## Supplied material
---*---

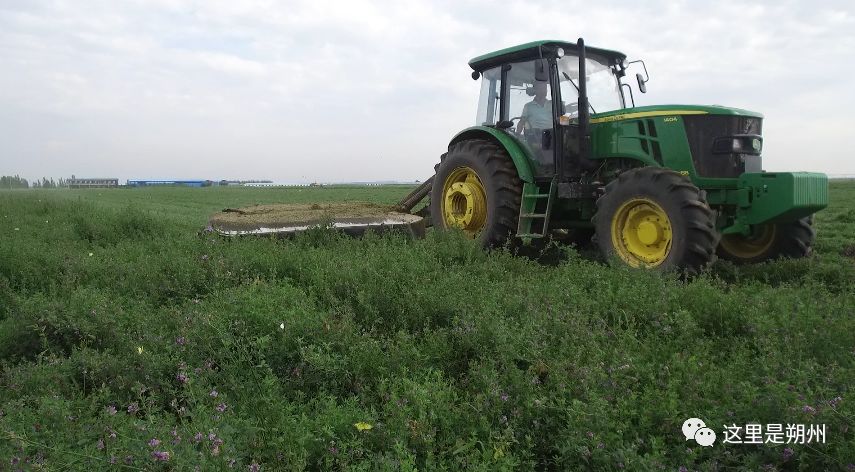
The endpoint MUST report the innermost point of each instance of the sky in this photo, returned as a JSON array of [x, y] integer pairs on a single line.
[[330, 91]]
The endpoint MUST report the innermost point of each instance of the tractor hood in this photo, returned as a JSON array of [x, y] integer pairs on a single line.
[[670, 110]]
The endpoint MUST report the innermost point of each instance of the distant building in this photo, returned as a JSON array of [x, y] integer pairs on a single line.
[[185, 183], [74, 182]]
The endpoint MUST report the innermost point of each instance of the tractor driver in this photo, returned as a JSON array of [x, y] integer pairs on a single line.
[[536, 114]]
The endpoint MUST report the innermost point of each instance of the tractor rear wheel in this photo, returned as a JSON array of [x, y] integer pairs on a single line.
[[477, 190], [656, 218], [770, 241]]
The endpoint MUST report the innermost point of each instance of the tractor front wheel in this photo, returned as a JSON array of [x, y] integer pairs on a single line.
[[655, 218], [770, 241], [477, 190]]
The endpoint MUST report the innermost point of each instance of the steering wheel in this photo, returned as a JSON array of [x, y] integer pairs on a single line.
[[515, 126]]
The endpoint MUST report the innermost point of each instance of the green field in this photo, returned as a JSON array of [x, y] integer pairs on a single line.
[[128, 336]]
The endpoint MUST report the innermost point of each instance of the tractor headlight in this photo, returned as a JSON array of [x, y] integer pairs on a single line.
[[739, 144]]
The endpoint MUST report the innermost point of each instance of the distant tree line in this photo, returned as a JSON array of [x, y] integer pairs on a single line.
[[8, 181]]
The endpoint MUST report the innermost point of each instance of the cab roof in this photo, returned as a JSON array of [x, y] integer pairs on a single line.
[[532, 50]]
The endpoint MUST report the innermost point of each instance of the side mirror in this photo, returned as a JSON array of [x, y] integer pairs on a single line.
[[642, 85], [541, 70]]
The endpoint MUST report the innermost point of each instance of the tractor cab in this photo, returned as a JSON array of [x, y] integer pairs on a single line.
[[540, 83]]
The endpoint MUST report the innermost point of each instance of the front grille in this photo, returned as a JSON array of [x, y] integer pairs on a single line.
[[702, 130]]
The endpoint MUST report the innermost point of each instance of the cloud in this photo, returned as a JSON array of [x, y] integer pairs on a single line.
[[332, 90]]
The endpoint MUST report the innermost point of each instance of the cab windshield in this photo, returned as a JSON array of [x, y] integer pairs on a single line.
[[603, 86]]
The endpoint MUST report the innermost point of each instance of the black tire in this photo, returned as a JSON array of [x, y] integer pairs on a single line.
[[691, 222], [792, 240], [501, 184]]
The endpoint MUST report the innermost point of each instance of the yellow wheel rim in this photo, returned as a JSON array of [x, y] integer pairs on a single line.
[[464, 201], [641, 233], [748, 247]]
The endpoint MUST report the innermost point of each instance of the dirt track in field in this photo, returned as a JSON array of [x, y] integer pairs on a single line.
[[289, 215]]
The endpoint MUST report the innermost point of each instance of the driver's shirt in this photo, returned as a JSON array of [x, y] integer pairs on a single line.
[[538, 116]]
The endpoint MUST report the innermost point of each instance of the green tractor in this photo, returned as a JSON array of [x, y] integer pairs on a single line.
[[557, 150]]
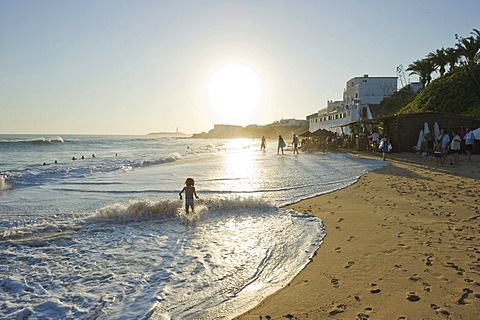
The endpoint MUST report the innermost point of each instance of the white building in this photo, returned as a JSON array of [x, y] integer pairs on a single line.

---*---

## Task objective
If an entry contains an image, please omit that image and print everything else verbatim.

## Result of the task
The endpoint MUST report the innermost point of each instance of the sky in this photo, returned as a JSON array of [x, y] integer pairs on a single line.
[[330, 91]]
The endpoint MUST report the innermost point of each instance of the tractor hood in this photo, returned as a JSON array of [x, y] integer pairs on a single line.
[[670, 110]]
The endpoint MUST report the innermost point of each instance of the distant building in this photo, returned as a JSON array of [x, y] integer pairs on a single line.
[[185, 183], [74, 182]]
The endpoint MUST report the innermost point of each instance of the tractor driver in this photo, returned as a JSON array of [x, y] integer pairs on a single line.
[[536, 114]]
The endpoint MUST report the innermost point of each instance of the tractor rear wheel in this photo, returned as a JSON array of [x, y] integer pairs on a single line.
[[477, 190], [656, 218], [770, 241]]
The endpoint MUST report the innermost point of each instance of the tractor front wheel in this photo, returned as a JSON array of [x, y] integer pairs on a single line.
[[655, 218], [770, 241], [477, 190]]
The endpoint MUST report the innermost point of each instance of the steering wheel in this photo, returned as a JSON array of [x, y] integer pairs on a single line.
[[515, 126]]
The endpoint MUST report the innermost point of each instance of the green field in this photo, returned as a JSON array of [x, y] integer pairs on a single line.
[[128, 336]]
The endpoint MUST report the innermost point of each instance of the tractor headlight in this photo, returned as a JSON array of [x, y] integer pairs on a single line.
[[739, 144]]
The endpoint MUST report the innermost point of each instance of the distant tree line in this photo, returned as a JSON array of [x, y] integer pairs on a single line.
[[8, 181]]
The endpoint MUST report the innermost point of each instance of the cab roof in this photo, returned as a JSON array of [x, y] integer pairs on a single line.
[[532, 50]]
The endpoint MUST report the innermost point of each instance of the side mirror in this photo, returned as a JSON array of [x, y] integer pairs on a single line.
[[642, 85], [541, 70]]
The endpoint MUST report the innermost point of each instance of the tractor cab in this photo, returned as a JSON array of [x, y] integer pairs on a single line.
[[540, 83]]
The endpoint MUST report the innermost point of each instance of the front grille in this photo, returned as a JSON array of [x, y] integer pairs on a single line.
[[702, 130]]
The endpoint MUST report the innermost point of each instance of the cloud in this photo, returned as a JSON array of [x, y] integer pairs on a single line.
[[332, 90]]
The endpoint MUST report the innermost point of each instance of the cab windshield in this photo, returned as a JSON array of [x, y] integer pairs on a single line.
[[603, 86]]
The endpoint MUST report the innermost point of each instance of the black tire in this photo, returned as a JSON array of [x, y] integer pairs on a single line.
[[691, 222], [792, 240], [501, 184]]
The endpoint MUST report the innermost point of each instance of the yellow wheel rim in this photo, returned as a JSON array of [x, y] integer pairs on a single line.
[[464, 201], [641, 233], [748, 247]]
The endpoint MUST report the innermost point of each instance of the dirt track in field in this photo, returned as a JSON array of [x, y] integer pairs on a single line.
[[289, 215]]
The endpoint MUST report the innermost point of each instance of the driver's shirt in this photo, returned as a JSON array of [x, y] integer pairs on a single line.
[[538, 116]]
The endpoint MUST report the innermost point of each instance of the green tractor in this photo, returned as a JSON array of [x, y] integer pairs on a single line.
[[557, 150]]
The endpoint MUST report the innermost point of each instance of the white building in this photo, returned as a JSON array of [x, y] integer pairs on a single line.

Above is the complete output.